(Source):
'''

Aera to help Bakersfield College develop science center [The Bakersfield Californian]


(Bakersfield Californian, The (CA) Via Acquire Media NewsEdge) Sept. 16--Aera Energy will donate $500,000 to help Bakersfield College transform a maintenance building into a center for students pursuing science and technology careers, officials plan to announce Wednesday.



The contribution is a little more than half the $900,000 cost to turn a 3,000-square-foot maintenance and operations building, located at Red and White Way and Mount Vernon Avenue, into a home base for science, technology, engineering and mathematics (STEM) students.

The renovated center will bring STEM counseling, tutoring and university transfer resources currently located across the campus together in one building.


It will be named the Aera STEM Success Center.

The oil and gas producer is funneling its $500,000 donation through the Kern Community Foundation. Federal and state funding will cover the rest of the cost.

Gaurdie Banister, Aera president and CEO, said the company wants to create a bigger pool of qualified job applicants it can tap into for employees.

'''

(Exercise set):
**a.** According to the news story, how many square feet is the maintenance and operations building that will be converted?
**b.** Give the news story again from "(Bakersfield Californian, The" up to and including "STEM Success Center.", swapping "students" for "learners" each time it occurs.
**c.** List the fields that the abbreviation STEM covers, as spelled out in the news story.

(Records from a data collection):
'''

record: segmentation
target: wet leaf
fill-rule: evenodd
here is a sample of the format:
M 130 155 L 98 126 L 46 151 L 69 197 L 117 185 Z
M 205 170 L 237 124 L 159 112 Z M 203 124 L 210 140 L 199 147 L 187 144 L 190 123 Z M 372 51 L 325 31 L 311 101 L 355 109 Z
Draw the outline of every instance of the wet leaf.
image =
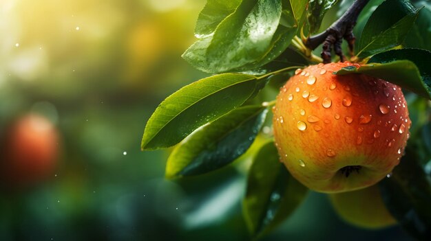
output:
M 417 50 L 399 49 L 392 50 L 387 52 L 381 53 L 382 56 L 376 55 L 370 60 L 372 61 L 382 61 L 383 63 L 373 62 L 367 65 L 361 65 L 360 68 L 355 66 L 349 66 L 341 69 L 334 72 L 335 74 L 345 75 L 349 73 L 365 73 L 371 76 L 382 78 L 386 81 L 399 85 L 401 88 L 408 89 L 422 97 L 431 99 L 431 92 L 430 89 L 430 76 L 429 71 L 426 68 L 423 68 L 430 59 L 427 58 L 429 52 L 425 50 L 420 50 L 421 54 Z M 417 58 L 410 58 L 409 55 L 404 54 L 417 52 L 418 53 Z M 399 55 L 398 55 L 399 54 Z M 391 57 L 391 56 L 393 56 Z M 403 57 L 401 57 L 403 56 Z M 408 59 L 399 60 L 397 58 Z M 414 56 L 411 56 L 414 57 Z M 412 62 L 414 59 L 414 62 Z M 419 66 L 417 66 L 414 63 L 417 61 L 424 61 L 423 64 L 419 63 Z
M 235 11 L 241 0 L 207 0 L 199 14 L 195 35 L 202 38 L 211 34 L 227 16 Z
M 233 161 L 253 144 L 267 112 L 262 106 L 239 107 L 196 130 L 171 153 L 166 176 L 204 174 Z
M 280 163 L 273 141 L 264 144 L 253 159 L 249 172 L 243 212 L 254 238 L 273 229 L 287 218 L 304 200 L 308 189 Z
M 319 30 L 325 14 L 337 1 L 338 0 L 310 0 L 308 1 L 307 19 L 309 25 L 308 31 L 311 34 L 314 34 Z
M 364 27 L 357 56 L 364 58 L 402 44 L 419 12 L 407 0 L 383 1 Z
M 141 148 L 167 148 L 198 127 L 242 105 L 255 92 L 257 78 L 239 73 L 208 77 L 167 97 L 148 120 Z
M 431 237 L 431 185 L 415 150 L 408 147 L 392 176 L 379 185 L 388 209 L 400 225 L 417 239 L 428 240 Z

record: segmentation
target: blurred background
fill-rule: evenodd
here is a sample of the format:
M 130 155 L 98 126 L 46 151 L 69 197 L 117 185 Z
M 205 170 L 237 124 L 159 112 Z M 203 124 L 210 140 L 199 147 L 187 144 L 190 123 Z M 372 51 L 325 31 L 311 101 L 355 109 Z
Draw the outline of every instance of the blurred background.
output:
M 169 181 L 169 150 L 140 150 L 157 105 L 207 76 L 180 57 L 204 3 L 0 0 L 1 240 L 249 239 L 246 159 Z M 314 192 L 264 240 L 323 237 L 409 240 L 345 224 Z

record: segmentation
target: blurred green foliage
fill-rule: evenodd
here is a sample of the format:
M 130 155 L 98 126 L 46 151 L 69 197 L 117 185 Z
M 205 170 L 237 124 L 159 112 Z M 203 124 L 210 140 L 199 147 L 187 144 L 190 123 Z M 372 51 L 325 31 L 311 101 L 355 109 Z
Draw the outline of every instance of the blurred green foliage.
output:
M 250 160 L 167 181 L 169 150 L 139 147 L 157 104 L 207 76 L 180 58 L 204 4 L 0 2 L 0 135 L 18 117 L 37 112 L 61 138 L 56 170 L 46 182 L 0 192 L 1 240 L 249 239 L 241 199 Z M 350 227 L 325 195 L 313 192 L 265 240 L 322 237 L 409 240 L 398 227 Z

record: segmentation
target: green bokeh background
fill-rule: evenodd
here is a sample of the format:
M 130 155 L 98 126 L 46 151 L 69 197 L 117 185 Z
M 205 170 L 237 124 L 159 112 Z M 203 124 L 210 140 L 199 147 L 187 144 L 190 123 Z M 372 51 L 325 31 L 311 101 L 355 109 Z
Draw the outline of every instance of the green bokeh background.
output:
M 0 134 L 37 112 L 61 135 L 46 182 L 0 193 L 0 240 L 245 240 L 249 161 L 164 178 L 169 150 L 141 152 L 146 121 L 206 74 L 180 58 L 203 0 L 0 1 Z M 341 221 L 311 193 L 265 240 L 408 240 Z

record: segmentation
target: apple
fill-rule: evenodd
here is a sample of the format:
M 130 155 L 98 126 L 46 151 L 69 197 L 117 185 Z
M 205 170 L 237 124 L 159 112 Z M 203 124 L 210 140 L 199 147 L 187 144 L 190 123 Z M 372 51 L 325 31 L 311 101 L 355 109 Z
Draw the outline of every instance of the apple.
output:
M 328 196 L 340 218 L 355 226 L 381 229 L 397 223 L 386 209 L 377 185 Z
M 8 130 L 0 146 L 0 177 L 6 188 L 29 186 L 52 175 L 59 135 L 45 117 L 28 114 Z
M 358 64 L 297 69 L 273 108 L 281 161 L 308 188 L 352 191 L 381 180 L 399 163 L 410 120 L 401 89 L 364 74 L 333 71 Z

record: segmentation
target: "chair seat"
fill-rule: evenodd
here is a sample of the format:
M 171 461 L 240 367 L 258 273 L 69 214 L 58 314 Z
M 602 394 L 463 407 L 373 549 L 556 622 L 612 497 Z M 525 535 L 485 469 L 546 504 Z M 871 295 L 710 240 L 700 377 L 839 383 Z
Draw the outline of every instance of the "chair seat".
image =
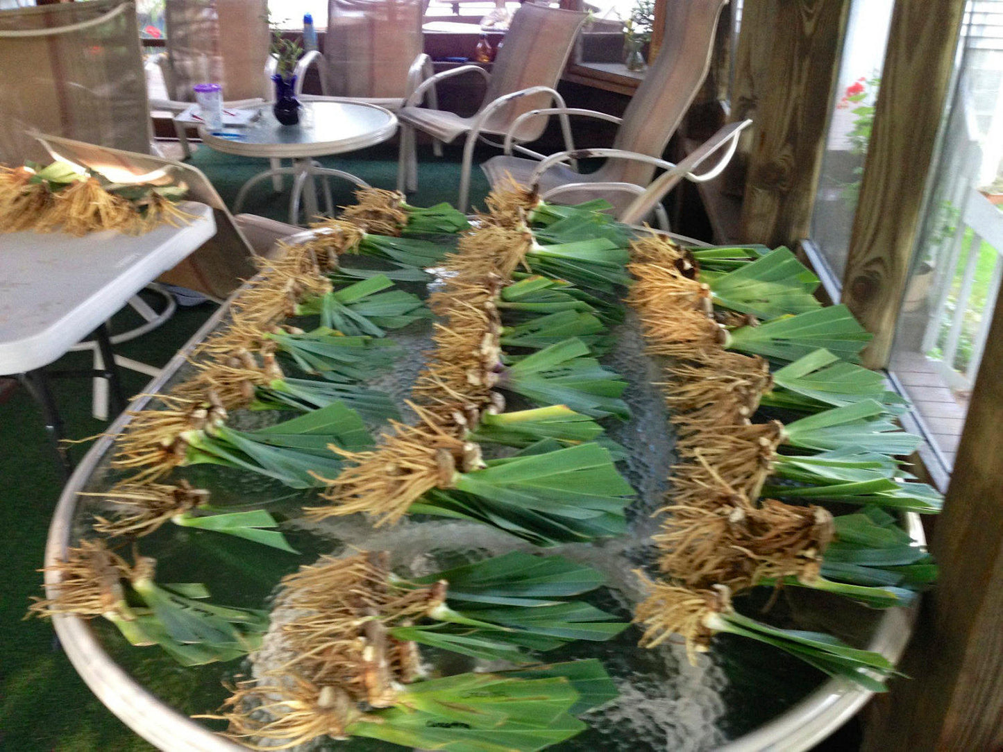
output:
M 526 159 L 521 156 L 492 156 L 482 162 L 480 169 L 487 176 L 491 185 L 505 182 L 506 177 L 511 175 L 516 182 L 528 185 L 533 172 L 540 162 L 536 159 Z M 597 186 L 603 185 L 602 193 L 583 189 L 580 191 L 563 191 L 554 198 L 555 204 L 582 204 L 594 199 L 605 199 L 614 207 L 614 214 L 620 214 L 627 209 L 635 198 L 642 192 L 640 185 L 632 182 L 607 182 L 603 179 L 603 170 L 581 174 L 569 167 L 567 164 L 555 164 L 541 176 L 540 194 L 546 196 L 553 189 L 567 185 L 571 182 L 594 183 Z
M 445 143 L 462 135 L 473 124 L 472 117 L 460 117 L 455 112 L 427 107 L 403 107 L 397 112 L 401 122 L 413 125 Z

'''

(Exercise responses):
**a.** 3,000 square feet

**b.**
(Bakersfield Californian, The (CA) Via Acquire Media NewsEdge) Sept. 16--Aera Energy will donate $500,000 to help Bakersfield College transform a maintenance building into a center for learners pursuing science and technology careers, officials plan to announce Wednesday.



The contribution is a little more than half the $900,000 cost to turn a 3,000-square-foot maintenance and operations building, located at Red and White Way and Mount Vernon Avenue, into a home base for science, technology, engineering and mathematics (STEM) learners.

The renovated center will bring STEM counseling, tutoring and university transfer resources currently located across the campus together in one building.


It will be named the Aera STEM Success Center.

**c.** science, technology, engineering, mathematics